### What is asked
Return all of the material below word for word, leaving out the pictures.

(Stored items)
_ _ _ _ _

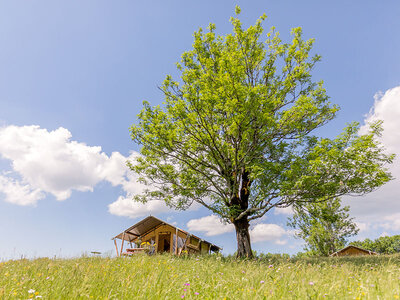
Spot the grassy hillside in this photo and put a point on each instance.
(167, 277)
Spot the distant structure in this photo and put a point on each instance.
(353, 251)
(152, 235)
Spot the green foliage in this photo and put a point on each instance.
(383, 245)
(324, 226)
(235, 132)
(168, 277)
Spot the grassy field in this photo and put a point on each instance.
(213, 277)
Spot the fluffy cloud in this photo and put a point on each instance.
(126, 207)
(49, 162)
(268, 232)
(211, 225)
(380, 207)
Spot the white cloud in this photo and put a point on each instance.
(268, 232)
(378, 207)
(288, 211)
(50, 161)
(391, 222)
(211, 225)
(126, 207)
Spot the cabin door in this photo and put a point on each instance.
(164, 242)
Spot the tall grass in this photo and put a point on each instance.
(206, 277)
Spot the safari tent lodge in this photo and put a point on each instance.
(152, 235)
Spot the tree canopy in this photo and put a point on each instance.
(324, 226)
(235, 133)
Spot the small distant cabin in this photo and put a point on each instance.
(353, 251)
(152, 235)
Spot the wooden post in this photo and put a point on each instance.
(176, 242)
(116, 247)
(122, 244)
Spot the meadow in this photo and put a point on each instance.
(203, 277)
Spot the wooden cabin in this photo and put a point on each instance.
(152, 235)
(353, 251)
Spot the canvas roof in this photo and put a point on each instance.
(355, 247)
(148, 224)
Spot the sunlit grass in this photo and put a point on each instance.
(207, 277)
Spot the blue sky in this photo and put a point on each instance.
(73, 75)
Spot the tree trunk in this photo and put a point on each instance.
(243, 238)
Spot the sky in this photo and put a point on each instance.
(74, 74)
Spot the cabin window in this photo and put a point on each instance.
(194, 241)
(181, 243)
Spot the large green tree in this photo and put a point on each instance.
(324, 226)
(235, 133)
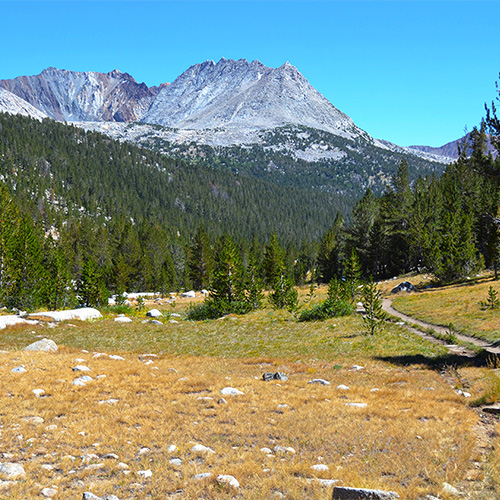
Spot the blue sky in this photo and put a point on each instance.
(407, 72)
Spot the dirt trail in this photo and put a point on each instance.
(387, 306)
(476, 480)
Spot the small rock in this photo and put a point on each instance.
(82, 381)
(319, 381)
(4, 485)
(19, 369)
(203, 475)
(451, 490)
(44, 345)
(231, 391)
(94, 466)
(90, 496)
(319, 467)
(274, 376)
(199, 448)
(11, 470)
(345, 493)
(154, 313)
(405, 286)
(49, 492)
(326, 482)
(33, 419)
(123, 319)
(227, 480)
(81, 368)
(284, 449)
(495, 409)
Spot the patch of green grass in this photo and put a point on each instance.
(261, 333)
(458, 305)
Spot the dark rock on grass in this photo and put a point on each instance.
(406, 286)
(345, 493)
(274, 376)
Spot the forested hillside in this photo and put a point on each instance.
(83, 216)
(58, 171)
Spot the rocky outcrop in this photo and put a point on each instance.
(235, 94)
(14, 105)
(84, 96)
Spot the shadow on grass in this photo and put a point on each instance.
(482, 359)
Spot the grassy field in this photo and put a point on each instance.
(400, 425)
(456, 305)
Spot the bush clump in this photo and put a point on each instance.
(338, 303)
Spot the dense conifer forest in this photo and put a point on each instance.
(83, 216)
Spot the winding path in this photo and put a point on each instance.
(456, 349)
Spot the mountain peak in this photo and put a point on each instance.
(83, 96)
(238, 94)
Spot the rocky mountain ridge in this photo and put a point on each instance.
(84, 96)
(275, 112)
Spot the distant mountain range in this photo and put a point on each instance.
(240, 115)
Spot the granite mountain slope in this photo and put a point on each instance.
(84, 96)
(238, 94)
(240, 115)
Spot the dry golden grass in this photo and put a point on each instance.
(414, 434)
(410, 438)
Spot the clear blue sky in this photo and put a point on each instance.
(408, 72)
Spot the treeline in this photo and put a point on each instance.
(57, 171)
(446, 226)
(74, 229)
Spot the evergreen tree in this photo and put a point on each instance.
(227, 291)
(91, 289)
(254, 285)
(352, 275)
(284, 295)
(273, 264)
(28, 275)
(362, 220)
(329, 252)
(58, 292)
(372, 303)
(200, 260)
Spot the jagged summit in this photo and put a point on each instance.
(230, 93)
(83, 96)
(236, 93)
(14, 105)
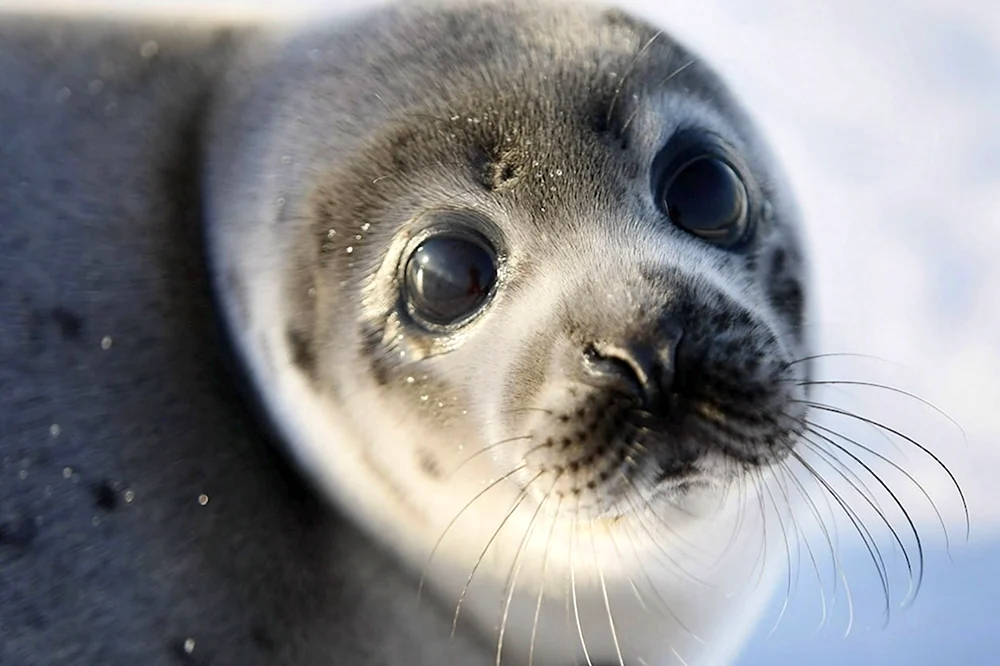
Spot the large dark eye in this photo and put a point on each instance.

_ _ _ _ _

### Exercise output
Spot the grassy hillside in this photo and put a point on each instance.
(167, 277)
Spot the distant structure in this photo and put a point on each instance.
(353, 251)
(152, 235)
Spot the green foliage in this photo and put a point on each instance.
(383, 245)
(324, 226)
(235, 132)
(168, 277)
Spot the grassy field in this photo and put a point on each instance.
(213, 277)
Spot the fluffy cloud in this photo and put a point on each instance.
(126, 207)
(49, 162)
(268, 232)
(211, 225)
(380, 207)
Spot the white cloud in this photo and put a point on each instance.
(268, 232)
(378, 207)
(288, 211)
(50, 161)
(391, 222)
(211, 225)
(126, 207)
Spot the cabin door in this photo and put a point on each instance.
(164, 242)
Spot the tall grass in this photo and put a point on each instance.
(206, 277)
Spot the safari tent lodge in this photo and put a point on each instance.
(152, 235)
Spot the tree canopy in this photo and put a point on each instance.
(324, 226)
(235, 133)
Spot the small distant cabin in this photo and put a point on each instance.
(353, 251)
(152, 235)
Spot the wooden post in this photo and put a point on each instance.
(176, 242)
(116, 247)
(122, 244)
Spot the meadow in this photo and put a point on each instance.
(203, 277)
Spot the wooden cabin in this photo and put a point on each instance.
(152, 235)
(353, 251)
Spot the canvas roof in this photo and put a point on each instance.
(355, 247)
(148, 224)
Spot the sunlit grass in this photo and put a point on each instance.
(207, 277)
Spot the blue sky in this photo and put a point on each instance.
(73, 75)
Spot the tree trunk in this photo and put a point on each instance.
(243, 238)
Spot the sky in this photo and put a point on each instance.
(74, 74)
Spot the cabin window in this photo and put a point on each instance.
(194, 241)
(181, 243)
Spot the large green tree in this photo and put a point on each instance.
(324, 226)
(235, 133)
Spot the blue sky in this photo and put a point on each instance.
(407, 72)
Spot the dirt trail in this photo and put a point on each instance.
(387, 306)
(476, 480)
Spot the small rock in this photo and put a point on each instance.
(82, 381)
(319, 381)
(4, 485)
(19, 369)
(203, 475)
(451, 490)
(44, 345)
(231, 391)
(94, 466)
(90, 496)
(319, 467)
(274, 376)
(199, 448)
(11, 470)
(345, 493)
(154, 313)
(405, 286)
(49, 492)
(326, 482)
(33, 419)
(123, 319)
(227, 480)
(81, 368)
(284, 449)
(495, 409)
Spot the patch of green grass in this photo and put a point on each instance.
(261, 333)
(458, 305)
Spot the dark rock on grass in this photo and put a point on each instance.
(406, 286)
(345, 493)
(274, 376)
Spot the forested hillside in this photo and put a point on each instance.
(83, 216)
(58, 171)
Spot the rocky outcrop in this photo and put a point on each instance.
(235, 94)
(14, 105)
(84, 96)
Spot the shadow on grass in this photo and put a point on each instance.
(482, 359)
Spot the grassy field in this photo and put a point on each instance.
(400, 425)
(456, 305)
Spot the bush clump in this photo and put a point on each instance.
(338, 303)
Spot the dense conifer forest in this photo and put a point on each instance.
(83, 216)
Spot the winding path in this photo and put a point on each instance.
(456, 349)
Spot the mountain peak in this photo and put a point on each instance.
(83, 96)
(238, 94)
Spot the rocky mountain ridge in this photo and put a point on each instance.
(84, 96)
(275, 112)
Spot the distant mountain range in this photo and put a point on each instance.
(240, 115)
Spot the granite mountain slope in this photo and put a point on each instance.
(84, 96)
(238, 94)
(240, 115)
Spot the dry golden grass in this photo and put a point on each instance.
(414, 434)
(410, 438)
Spot the clear blue sky in this photo and put a point on each instance.
(408, 72)
Spot the treeline in this photo and put a point on each instance.
(57, 171)
(446, 226)
(74, 229)
Spot the evergreen tree in this photo and put a point on each instance.
(227, 291)
(91, 289)
(254, 285)
(352, 275)
(284, 295)
(273, 264)
(28, 275)
(362, 220)
(329, 252)
(58, 292)
(372, 303)
(200, 260)
Spot the jagged summit in this photo and put a point on each instance.
(230, 93)
(83, 96)
(236, 93)
(14, 105)
Spot the large dark eye in this photo and put a point on each instance.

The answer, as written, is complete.